── Information given

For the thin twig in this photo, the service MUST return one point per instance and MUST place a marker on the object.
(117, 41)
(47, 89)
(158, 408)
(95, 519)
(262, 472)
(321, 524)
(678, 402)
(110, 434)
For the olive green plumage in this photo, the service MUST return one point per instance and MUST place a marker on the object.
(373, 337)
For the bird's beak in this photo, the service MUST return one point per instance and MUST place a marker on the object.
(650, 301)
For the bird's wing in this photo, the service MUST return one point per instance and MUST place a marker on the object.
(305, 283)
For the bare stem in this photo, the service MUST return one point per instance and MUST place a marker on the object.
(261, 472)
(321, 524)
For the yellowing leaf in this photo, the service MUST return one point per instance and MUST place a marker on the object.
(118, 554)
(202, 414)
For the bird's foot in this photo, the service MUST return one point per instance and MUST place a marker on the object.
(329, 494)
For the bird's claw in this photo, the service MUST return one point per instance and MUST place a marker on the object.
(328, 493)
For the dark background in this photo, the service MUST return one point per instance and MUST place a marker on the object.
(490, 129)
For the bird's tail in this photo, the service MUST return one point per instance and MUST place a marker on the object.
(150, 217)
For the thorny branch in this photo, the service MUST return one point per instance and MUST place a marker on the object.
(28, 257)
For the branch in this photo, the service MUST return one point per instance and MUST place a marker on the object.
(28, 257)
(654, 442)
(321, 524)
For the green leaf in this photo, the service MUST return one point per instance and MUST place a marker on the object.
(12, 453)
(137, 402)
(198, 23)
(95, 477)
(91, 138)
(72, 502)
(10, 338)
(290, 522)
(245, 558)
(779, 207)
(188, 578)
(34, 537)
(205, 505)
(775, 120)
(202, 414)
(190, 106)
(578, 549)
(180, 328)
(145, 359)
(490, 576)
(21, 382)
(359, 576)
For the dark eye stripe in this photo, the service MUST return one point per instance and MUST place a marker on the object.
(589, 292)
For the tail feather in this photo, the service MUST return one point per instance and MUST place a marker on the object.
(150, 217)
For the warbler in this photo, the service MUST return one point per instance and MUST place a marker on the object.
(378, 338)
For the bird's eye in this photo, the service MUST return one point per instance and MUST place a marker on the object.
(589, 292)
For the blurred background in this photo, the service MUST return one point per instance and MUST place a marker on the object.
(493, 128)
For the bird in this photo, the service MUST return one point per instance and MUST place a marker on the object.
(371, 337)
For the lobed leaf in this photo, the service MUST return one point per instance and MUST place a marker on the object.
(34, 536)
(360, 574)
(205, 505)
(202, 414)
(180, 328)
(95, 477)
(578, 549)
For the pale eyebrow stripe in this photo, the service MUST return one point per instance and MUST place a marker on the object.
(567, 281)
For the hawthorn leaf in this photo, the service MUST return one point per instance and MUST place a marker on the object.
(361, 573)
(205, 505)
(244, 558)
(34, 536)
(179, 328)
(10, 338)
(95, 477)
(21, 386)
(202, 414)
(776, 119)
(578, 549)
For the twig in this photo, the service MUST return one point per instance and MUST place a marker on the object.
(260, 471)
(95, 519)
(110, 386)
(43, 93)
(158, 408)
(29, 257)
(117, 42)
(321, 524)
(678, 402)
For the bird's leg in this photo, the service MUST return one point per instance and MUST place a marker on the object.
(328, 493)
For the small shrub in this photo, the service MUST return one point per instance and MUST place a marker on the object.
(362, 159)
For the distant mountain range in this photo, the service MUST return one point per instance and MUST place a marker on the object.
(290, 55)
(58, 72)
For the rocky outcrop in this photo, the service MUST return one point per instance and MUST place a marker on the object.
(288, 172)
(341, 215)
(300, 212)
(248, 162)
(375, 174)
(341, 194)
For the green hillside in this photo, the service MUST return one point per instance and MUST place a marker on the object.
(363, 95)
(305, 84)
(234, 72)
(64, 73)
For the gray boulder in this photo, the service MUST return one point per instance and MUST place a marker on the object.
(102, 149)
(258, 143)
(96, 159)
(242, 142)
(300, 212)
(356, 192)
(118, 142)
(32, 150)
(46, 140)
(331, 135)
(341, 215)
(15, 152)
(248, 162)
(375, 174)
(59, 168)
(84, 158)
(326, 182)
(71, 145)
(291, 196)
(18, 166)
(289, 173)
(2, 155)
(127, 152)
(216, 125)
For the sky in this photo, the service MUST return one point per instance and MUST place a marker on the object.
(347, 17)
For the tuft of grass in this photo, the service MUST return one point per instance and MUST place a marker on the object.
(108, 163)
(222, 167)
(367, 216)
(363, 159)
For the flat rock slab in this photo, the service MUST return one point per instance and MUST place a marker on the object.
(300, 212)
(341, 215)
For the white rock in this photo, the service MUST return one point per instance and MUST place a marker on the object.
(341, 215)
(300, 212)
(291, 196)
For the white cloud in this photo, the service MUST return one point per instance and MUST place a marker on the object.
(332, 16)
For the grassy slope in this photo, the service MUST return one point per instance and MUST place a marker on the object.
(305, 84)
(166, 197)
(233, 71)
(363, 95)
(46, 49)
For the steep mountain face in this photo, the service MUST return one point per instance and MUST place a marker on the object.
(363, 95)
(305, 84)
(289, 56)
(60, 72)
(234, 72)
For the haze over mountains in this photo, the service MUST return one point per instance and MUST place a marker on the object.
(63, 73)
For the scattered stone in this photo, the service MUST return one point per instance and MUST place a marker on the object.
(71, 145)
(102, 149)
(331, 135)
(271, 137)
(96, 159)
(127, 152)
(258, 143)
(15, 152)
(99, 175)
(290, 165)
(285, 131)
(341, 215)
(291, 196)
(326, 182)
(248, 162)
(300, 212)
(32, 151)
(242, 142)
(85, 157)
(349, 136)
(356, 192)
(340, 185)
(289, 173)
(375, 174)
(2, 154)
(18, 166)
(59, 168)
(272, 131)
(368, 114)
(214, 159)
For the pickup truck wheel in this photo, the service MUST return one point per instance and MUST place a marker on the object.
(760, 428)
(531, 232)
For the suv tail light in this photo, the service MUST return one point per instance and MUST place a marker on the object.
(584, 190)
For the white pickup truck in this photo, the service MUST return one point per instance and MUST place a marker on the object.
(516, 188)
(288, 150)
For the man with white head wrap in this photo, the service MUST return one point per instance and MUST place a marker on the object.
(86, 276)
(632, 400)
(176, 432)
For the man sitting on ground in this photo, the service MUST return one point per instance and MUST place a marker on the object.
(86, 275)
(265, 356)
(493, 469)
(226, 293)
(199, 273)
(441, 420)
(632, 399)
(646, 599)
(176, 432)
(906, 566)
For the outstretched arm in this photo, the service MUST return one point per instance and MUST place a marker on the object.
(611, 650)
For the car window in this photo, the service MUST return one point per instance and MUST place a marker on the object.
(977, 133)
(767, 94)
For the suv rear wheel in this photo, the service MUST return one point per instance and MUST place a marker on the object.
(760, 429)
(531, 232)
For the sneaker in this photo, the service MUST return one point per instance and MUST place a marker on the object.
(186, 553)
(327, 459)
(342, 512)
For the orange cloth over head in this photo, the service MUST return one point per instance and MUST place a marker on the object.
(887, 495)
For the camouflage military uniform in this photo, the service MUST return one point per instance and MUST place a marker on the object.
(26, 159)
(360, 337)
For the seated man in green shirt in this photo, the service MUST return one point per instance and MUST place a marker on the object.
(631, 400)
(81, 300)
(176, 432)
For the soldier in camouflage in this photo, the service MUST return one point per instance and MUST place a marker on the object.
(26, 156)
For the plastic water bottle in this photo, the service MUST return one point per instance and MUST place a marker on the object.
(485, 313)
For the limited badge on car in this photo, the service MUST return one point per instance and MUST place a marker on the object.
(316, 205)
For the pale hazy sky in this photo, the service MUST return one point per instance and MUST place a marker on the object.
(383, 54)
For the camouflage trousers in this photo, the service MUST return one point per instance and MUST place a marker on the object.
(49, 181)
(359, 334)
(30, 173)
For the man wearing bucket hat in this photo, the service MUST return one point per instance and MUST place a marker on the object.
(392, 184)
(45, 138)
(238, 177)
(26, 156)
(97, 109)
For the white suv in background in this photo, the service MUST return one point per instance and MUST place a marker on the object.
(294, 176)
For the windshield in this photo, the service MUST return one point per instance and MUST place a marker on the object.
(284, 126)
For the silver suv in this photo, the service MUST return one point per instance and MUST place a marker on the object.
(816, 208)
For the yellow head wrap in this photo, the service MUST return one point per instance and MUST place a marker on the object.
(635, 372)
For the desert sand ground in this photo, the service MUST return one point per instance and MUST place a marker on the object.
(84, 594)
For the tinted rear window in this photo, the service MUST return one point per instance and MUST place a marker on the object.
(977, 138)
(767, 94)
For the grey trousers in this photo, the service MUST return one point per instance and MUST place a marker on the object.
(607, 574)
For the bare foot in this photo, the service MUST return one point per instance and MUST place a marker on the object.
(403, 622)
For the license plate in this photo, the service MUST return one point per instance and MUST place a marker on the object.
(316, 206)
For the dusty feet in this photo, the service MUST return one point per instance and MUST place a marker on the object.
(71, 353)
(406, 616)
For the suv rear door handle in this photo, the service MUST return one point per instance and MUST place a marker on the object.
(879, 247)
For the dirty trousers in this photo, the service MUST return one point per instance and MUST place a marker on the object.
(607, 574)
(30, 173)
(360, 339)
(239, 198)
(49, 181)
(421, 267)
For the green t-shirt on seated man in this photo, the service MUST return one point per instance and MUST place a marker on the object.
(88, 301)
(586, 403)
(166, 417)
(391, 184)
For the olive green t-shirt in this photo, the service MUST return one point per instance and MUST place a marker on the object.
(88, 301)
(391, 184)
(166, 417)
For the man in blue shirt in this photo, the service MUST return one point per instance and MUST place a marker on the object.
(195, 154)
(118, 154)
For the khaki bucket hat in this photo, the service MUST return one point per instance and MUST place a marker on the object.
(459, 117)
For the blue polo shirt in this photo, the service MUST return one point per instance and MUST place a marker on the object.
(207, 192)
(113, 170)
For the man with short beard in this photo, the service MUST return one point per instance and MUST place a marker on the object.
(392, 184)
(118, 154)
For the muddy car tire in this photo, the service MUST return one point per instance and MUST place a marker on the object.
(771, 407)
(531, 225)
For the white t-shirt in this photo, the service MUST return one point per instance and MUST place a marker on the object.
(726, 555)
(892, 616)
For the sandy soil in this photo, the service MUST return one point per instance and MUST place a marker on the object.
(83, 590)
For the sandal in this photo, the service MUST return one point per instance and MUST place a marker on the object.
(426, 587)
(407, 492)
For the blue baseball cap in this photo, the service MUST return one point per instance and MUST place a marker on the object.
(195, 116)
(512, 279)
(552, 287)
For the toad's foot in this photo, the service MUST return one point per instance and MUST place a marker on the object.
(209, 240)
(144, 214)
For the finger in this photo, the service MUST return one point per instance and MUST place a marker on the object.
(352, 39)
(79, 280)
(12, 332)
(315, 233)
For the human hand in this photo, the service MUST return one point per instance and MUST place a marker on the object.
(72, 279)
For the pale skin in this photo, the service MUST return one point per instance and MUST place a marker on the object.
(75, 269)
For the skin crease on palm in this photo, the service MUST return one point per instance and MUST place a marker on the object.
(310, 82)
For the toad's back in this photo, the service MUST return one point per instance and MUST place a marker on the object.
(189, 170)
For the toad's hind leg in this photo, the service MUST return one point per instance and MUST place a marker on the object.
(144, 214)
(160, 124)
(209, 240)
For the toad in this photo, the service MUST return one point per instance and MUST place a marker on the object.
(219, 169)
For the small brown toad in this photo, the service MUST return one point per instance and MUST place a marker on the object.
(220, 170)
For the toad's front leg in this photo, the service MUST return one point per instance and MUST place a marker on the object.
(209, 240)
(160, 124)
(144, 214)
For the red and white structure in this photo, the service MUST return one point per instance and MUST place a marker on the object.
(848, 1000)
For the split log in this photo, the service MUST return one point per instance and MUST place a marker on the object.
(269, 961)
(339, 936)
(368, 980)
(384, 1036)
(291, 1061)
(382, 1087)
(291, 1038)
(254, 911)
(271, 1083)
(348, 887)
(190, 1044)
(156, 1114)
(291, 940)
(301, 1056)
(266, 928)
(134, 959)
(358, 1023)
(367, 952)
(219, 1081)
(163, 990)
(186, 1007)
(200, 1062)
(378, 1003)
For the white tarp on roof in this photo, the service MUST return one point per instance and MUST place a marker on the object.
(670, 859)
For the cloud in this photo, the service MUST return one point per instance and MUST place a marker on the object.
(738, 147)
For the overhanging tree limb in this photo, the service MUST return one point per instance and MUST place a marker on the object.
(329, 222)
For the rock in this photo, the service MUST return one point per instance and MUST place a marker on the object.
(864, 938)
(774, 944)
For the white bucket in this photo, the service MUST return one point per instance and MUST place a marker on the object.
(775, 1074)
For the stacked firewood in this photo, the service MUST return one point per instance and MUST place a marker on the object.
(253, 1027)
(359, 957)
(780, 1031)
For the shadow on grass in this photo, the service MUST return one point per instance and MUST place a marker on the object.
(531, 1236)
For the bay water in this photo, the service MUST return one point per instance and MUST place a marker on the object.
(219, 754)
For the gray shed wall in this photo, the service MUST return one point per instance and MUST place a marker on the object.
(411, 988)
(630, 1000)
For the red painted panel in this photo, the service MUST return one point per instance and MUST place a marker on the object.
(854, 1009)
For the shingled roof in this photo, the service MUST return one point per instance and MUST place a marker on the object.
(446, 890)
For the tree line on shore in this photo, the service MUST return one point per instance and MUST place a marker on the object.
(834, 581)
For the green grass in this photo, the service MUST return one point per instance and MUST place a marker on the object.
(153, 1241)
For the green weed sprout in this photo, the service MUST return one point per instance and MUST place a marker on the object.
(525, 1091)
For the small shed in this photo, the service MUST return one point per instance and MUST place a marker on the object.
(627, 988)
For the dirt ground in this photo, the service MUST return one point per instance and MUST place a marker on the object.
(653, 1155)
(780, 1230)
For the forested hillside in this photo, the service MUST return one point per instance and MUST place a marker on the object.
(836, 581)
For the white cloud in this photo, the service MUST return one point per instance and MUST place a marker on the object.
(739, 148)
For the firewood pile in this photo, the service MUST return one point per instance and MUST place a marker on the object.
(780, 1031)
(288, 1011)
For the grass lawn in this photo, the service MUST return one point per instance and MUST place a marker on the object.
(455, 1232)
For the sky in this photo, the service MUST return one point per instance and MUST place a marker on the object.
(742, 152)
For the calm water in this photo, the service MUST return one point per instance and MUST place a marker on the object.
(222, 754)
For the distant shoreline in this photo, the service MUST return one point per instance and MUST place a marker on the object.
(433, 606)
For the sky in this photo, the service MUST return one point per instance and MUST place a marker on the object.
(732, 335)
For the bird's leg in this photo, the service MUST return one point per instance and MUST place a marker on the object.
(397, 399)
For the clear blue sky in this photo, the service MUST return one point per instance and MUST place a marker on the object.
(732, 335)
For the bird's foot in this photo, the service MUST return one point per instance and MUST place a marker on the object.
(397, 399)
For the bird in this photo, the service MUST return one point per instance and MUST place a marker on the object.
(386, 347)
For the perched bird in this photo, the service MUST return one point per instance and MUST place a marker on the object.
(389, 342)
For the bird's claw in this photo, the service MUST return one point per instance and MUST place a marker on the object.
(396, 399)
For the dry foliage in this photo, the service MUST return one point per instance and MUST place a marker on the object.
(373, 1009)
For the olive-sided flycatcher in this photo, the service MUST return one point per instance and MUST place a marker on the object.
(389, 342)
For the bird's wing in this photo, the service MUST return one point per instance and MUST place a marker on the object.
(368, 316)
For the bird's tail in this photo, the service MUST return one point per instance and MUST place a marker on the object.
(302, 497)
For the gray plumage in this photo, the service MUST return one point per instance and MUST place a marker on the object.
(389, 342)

────

Task objective:
Through the last line of the entries above, beginning at the line containing "For the firewood", transcribe each line exactly, both ends included and nothing more.

The solution:
For the firewood pile in this photo, the service MUST return one point per instance and MUST place a marker on the object.
(780, 1031)
(288, 1011)
For the grass lawn in this photo, the service MUST return one point per instance and MUST place a marker on the object.
(455, 1232)
For the sky in this photo, the service MUST return one point per instance and MUST place a marker on the object.
(742, 152)
For the calm water in this photo, the service MUST return one point per instance and MUST place a marker on the object.
(222, 754)
For the distant shoreline in this photo, the service MUST return one point per instance and MUST place a marker on the object.
(433, 606)
For the sky in this photo, the service MUST return one point per instance and MUST place a marker on the object.
(732, 335)
For the bird's leg in this photo, the service MUST return one point per instance and MUST place a marker on the object.
(397, 399)
For the clear blue sky in this photo, the service MUST return one point per instance and MUST place a marker on the object.
(732, 335)
For the bird's foot in this photo, the service MUST return one point per instance and MUST place a marker on the object.
(397, 399)
For the bird in this photo, the service MUST return one point per instance and MUST place a marker on the object.
(386, 347)
For the perched bird in this photo, the service MUST return one point per instance and MUST place a marker on the object.
(389, 342)
For the bird's claw in this photo, the service MUST return one point per instance and MUST place a marker on the object.
(396, 399)
For the dry foliage in this photo, the service MUST return one point per instance and MUST place a marker on the object.
(373, 1009)
For the olive-sided flycatcher in this photo, the service MUST return one point per instance and MUST place a marker on the object.
(389, 342)
For the bird's wing in this photo, the service MUST return one point per instance and MUST place a marker on the object.
(368, 316)
For the bird's tail in this photo, the service MUST return one point per instance and MUST place a marker on the object.
(302, 497)
For the gray plumage in this photo, the service MUST return one point per instance and MUST place a marker on the object.
(389, 342)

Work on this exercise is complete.